**REQUIREMENTS**
Starting at the line that contains "Phrase: ear" and running through the end of the records below, both ends included, write those lines out again, phrases included, and shift every coordinate in the answers by adding 140 to it. Leave the pictures out.

::::

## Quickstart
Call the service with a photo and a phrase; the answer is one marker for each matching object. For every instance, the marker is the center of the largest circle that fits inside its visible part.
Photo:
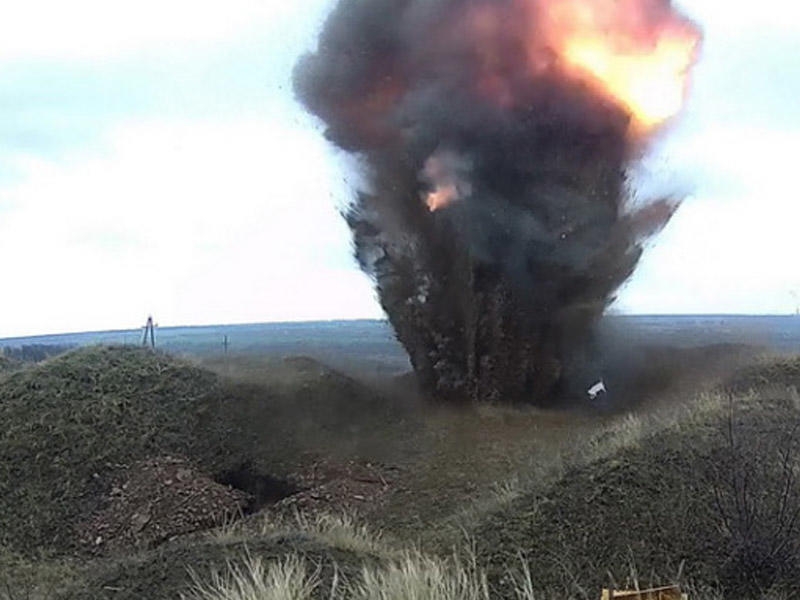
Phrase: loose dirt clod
(157, 500)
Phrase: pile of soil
(70, 425)
(334, 487)
(157, 500)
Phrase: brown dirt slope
(71, 423)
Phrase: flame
(638, 52)
(442, 170)
(442, 196)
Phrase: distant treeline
(34, 352)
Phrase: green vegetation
(71, 423)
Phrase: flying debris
(495, 136)
(597, 389)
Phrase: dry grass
(412, 576)
(287, 579)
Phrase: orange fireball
(638, 52)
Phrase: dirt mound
(329, 486)
(72, 423)
(157, 500)
(714, 497)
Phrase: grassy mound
(7, 363)
(712, 498)
(70, 423)
(334, 546)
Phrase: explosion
(495, 136)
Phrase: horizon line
(366, 319)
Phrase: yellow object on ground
(672, 592)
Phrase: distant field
(369, 344)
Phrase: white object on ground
(595, 390)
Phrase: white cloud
(197, 222)
(101, 29)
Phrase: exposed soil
(157, 500)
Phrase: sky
(153, 160)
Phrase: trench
(264, 489)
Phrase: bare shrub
(754, 478)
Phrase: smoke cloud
(497, 222)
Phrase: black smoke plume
(495, 293)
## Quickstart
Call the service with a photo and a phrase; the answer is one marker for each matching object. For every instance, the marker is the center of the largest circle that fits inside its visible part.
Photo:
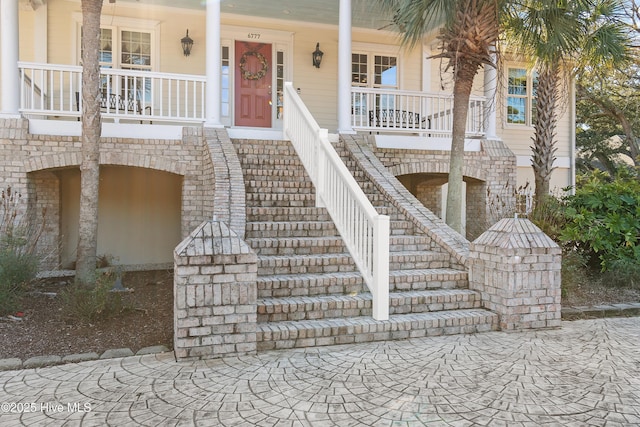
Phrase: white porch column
(344, 68)
(490, 93)
(10, 102)
(213, 64)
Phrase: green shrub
(623, 273)
(603, 219)
(91, 303)
(16, 271)
(549, 217)
(575, 272)
(18, 259)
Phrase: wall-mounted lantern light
(187, 44)
(317, 56)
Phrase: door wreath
(248, 75)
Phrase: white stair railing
(392, 110)
(55, 91)
(364, 231)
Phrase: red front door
(253, 84)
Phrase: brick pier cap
(516, 268)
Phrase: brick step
(331, 261)
(261, 174)
(265, 162)
(263, 151)
(250, 146)
(411, 242)
(297, 246)
(312, 333)
(329, 244)
(418, 260)
(336, 306)
(309, 228)
(280, 186)
(258, 229)
(281, 199)
(305, 264)
(262, 214)
(287, 285)
(286, 213)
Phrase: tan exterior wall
(318, 87)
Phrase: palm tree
(468, 35)
(91, 129)
(561, 37)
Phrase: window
(521, 93)
(128, 50)
(374, 71)
(383, 71)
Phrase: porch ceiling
(364, 15)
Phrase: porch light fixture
(187, 44)
(317, 56)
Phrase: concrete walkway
(587, 373)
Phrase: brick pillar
(215, 294)
(516, 269)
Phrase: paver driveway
(587, 373)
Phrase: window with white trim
(521, 96)
(126, 49)
(374, 71)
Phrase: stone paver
(587, 373)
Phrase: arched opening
(139, 215)
(431, 190)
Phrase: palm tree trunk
(545, 131)
(91, 129)
(461, 94)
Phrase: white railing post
(381, 268)
(321, 186)
(364, 231)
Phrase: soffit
(364, 14)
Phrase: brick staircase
(310, 292)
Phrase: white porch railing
(384, 110)
(55, 90)
(365, 232)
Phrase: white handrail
(54, 90)
(364, 231)
(391, 110)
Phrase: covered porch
(48, 94)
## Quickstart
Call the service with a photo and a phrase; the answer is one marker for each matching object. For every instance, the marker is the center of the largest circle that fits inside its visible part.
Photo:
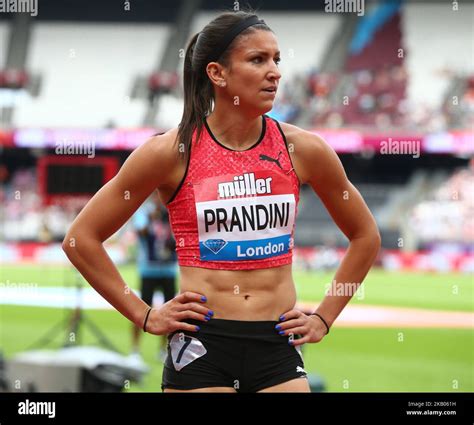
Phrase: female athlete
(230, 177)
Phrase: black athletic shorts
(164, 284)
(247, 356)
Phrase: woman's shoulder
(305, 144)
(299, 136)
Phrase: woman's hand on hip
(171, 315)
(294, 322)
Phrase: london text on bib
(248, 216)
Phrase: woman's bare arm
(326, 175)
(318, 165)
(146, 169)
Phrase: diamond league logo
(215, 245)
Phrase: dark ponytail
(198, 89)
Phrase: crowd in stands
(448, 214)
(374, 99)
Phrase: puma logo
(268, 158)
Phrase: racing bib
(248, 216)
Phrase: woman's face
(254, 68)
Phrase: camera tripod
(73, 322)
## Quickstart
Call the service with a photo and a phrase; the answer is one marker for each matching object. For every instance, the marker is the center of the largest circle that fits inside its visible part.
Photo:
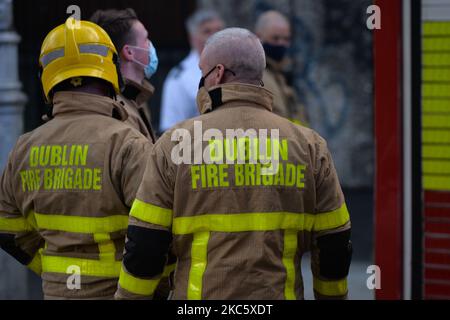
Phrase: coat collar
(139, 92)
(68, 102)
(230, 93)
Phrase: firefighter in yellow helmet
(68, 186)
(241, 217)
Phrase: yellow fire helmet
(78, 49)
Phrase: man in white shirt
(181, 85)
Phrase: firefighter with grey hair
(238, 231)
(179, 91)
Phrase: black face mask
(276, 53)
(201, 84)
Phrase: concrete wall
(16, 282)
(332, 51)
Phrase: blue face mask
(152, 66)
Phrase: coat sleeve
(133, 162)
(17, 235)
(149, 234)
(331, 246)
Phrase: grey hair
(200, 17)
(239, 50)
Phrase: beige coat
(239, 234)
(66, 193)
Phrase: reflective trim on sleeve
(36, 264)
(199, 258)
(290, 249)
(330, 288)
(81, 224)
(169, 269)
(331, 220)
(151, 214)
(135, 285)
(86, 267)
(105, 245)
(14, 224)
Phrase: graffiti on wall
(332, 54)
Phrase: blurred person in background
(180, 88)
(274, 30)
(238, 232)
(138, 63)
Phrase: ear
(219, 75)
(126, 54)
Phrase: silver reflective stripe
(49, 57)
(94, 48)
(84, 48)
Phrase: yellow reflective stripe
(434, 90)
(151, 214)
(134, 285)
(88, 267)
(36, 264)
(436, 183)
(199, 258)
(81, 224)
(332, 219)
(436, 152)
(14, 224)
(330, 288)
(436, 121)
(434, 28)
(290, 249)
(106, 247)
(436, 136)
(243, 222)
(436, 167)
(436, 60)
(169, 269)
(269, 221)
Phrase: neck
(130, 72)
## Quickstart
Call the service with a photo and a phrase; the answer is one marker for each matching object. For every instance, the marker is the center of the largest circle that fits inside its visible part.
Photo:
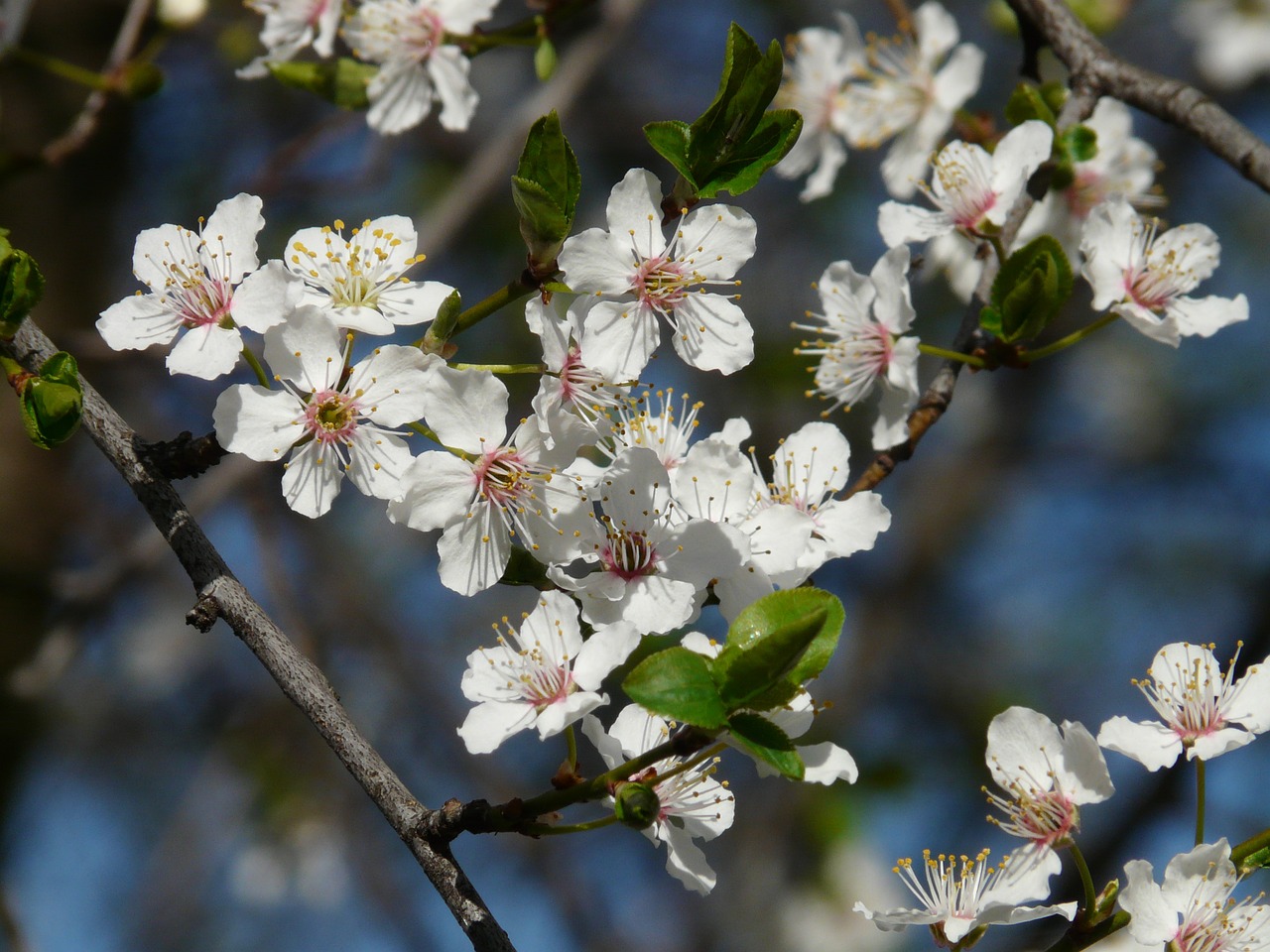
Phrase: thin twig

::::

**WRITTEN ANSWER**
Phrase: ear
(359, 215)
(266, 194)
Phrase: silver reflective stripe
(189, 197)
(234, 188)
(224, 188)
Phrase: yellow reflective stripe
(574, 230)
(291, 354)
(274, 425)
(228, 407)
(176, 404)
(576, 323)
(339, 398)
(221, 364)
(472, 359)
(576, 292)
(154, 364)
(470, 428)
(576, 261)
(574, 168)
(430, 389)
(246, 387)
(576, 276)
(383, 362)
(576, 307)
(576, 200)
(309, 409)
(409, 361)
Phrase: neck
(270, 212)
## Quickstart
Call the service with a photo and a phrase; the answer is one marker for each matching object. For every instance, the marker is the center of the largest circle that fits inside its visible part.
Photo:
Phrase: thin twig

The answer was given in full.